• [What you have to do] Copy out every record exactly.

• [Data for this task]

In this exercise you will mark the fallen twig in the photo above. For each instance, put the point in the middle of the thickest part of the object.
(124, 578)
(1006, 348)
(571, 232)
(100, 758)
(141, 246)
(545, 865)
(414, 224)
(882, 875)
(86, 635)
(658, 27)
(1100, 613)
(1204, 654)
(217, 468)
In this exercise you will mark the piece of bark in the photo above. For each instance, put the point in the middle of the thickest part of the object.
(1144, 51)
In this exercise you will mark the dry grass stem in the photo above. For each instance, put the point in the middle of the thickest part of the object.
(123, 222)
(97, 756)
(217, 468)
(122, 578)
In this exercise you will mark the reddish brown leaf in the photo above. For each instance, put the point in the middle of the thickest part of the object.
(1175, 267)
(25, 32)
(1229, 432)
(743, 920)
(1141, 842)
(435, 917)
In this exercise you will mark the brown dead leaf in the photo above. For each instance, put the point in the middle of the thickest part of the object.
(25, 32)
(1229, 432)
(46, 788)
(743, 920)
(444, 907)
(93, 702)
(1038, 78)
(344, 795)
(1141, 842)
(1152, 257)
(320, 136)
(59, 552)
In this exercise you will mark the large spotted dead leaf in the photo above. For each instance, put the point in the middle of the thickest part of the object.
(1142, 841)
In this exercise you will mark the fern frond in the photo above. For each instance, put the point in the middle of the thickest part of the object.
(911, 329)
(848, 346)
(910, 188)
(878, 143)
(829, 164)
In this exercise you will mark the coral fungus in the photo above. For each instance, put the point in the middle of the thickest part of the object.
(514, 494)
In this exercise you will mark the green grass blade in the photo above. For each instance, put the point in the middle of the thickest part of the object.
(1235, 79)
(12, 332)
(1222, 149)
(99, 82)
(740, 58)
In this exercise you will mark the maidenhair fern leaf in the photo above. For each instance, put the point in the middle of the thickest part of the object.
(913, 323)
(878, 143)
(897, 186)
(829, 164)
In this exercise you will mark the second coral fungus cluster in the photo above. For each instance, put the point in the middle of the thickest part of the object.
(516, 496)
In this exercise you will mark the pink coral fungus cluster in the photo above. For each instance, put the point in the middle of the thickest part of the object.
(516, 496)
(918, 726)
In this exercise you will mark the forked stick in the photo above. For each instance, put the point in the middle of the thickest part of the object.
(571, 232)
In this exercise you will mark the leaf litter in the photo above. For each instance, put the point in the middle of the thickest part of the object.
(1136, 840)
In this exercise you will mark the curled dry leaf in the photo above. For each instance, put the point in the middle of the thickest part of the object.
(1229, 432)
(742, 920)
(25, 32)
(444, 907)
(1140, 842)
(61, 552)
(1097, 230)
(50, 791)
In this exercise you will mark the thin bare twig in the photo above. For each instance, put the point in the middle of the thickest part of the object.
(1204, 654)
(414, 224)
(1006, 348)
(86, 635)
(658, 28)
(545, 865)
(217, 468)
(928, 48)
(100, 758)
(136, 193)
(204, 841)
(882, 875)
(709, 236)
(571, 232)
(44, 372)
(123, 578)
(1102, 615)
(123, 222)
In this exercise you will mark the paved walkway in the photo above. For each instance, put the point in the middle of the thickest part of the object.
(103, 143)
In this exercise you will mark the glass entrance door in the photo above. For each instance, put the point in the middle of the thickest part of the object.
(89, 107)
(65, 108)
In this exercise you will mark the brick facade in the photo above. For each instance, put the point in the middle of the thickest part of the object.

• [Exercise solution]
In this exercise you will mark the fallen twig in the photo above. For each instance, put the point in the middle of the thickest part of the object.
(124, 578)
(1006, 348)
(571, 232)
(100, 758)
(141, 246)
(545, 865)
(414, 224)
(882, 875)
(86, 635)
(658, 27)
(1100, 613)
(1204, 654)
(217, 468)
In this exercise you will mark the piece of bark in the photo above. For each instance, put the point in the middle of the thickest part of the object.
(1144, 51)
In this exercise you will mark the dry grass stem in the photo above. For each instance, put the point in the middle of the thickest part of the object.
(123, 222)
(97, 756)
(217, 468)
(122, 578)
In this exercise you will mark the reddish brown leaf in the photo above. For each instance, put the point in the middle of the thickest part of the object.
(1175, 267)
(25, 32)
(1229, 432)
(743, 920)
(1141, 842)
(435, 917)
In this exercise you will mark the brown dead leaf in the photo above. For each instance, put the point in the middle of the thickest part of the object.
(25, 32)
(1229, 432)
(46, 788)
(743, 920)
(444, 907)
(93, 702)
(1038, 78)
(344, 795)
(1141, 842)
(1152, 257)
(320, 136)
(59, 552)
In this exercise you will mark the large spotted dead leaf in the photo above. For each instance, put the point in the middle of the thickest part of the object.
(1142, 841)
In this exercise you will mark the fern frond in the photo above. For each instance, put the point in the middle of the thickest part of the object.
(911, 329)
(848, 346)
(910, 188)
(878, 143)
(829, 164)
In this exercise you will mark the coral fungus in the photo above. For each instance, put the point in the middle of the thickest part of the object.
(514, 494)
In this exercise you will mark the green grass blade in the photo above. For each instance, put the point in the middle of the thickest part of the object.
(1235, 79)
(12, 332)
(1222, 149)
(99, 82)
(740, 58)
In this exercise you will mark the maidenhair fern leaf in the photo above. For each instance, put the point in the middle of the thickest part of the object.
(913, 323)
(878, 143)
(897, 186)
(829, 164)
In this exercise you will mark the second coral fungus cluster in the photo above. For each instance, put the point in the middle of the thickest part of the object.
(516, 496)
In this exercise you will mark the pink coral fungus cluster in the photo above. For each instance, put the point in the middle of the thickest part of the object.
(516, 496)
(918, 726)
In this exercise you will mark the forked stick in the photo above. For each instance, put the point in the middle of the thickest part of the object.
(571, 232)
In this exercise you will mark the leaf litter in the photo above. For each instance, put the point in the middle of the thickest part of the object.
(1136, 840)
In this exercise you will mark the curled dry leaf in the photo above. For each instance, put the point in the middle of the thickest part of the object.
(1229, 432)
(742, 920)
(25, 32)
(444, 907)
(1140, 842)
(61, 552)
(1097, 230)
(50, 791)
In this exercise you will mark the thin bare twig in the photo above. For each instance, put the point in the middle of the thickest part of the object.
(1204, 654)
(414, 224)
(1006, 348)
(86, 635)
(658, 28)
(545, 865)
(217, 468)
(928, 48)
(100, 758)
(136, 193)
(204, 841)
(882, 875)
(709, 236)
(571, 232)
(44, 372)
(123, 578)
(1102, 615)
(123, 222)
In this exercise you will mark the paved walkway in the photo above. For each instance, put the point in the middle of the thickest part of the object.
(103, 143)
In this exercise you will mark the glass entrance door in the photo above. For each instance, put the point in the middle of the thickest part of the object.
(89, 107)
(65, 108)
In this exercise you will mark the brick facade in the photo above. For each instance, put the point in the middle of the thickest part of the object.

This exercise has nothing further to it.